◆ What you will do: Rewrite the rows below with "bounding box" changed to "rectangle", keeping everything else the same.
# START OF The records
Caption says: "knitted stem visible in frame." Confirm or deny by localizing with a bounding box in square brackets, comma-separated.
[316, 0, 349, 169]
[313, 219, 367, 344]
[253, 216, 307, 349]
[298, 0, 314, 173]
# END OF The records
◆ The reply:
Caption says: "knitted stem visible in frame." Confirm or deny by localizing with a rectangle in square brackets, comma-separated.
[316, 0, 349, 169]
[313, 219, 367, 344]
[253, 216, 307, 349]
[298, 0, 314, 173]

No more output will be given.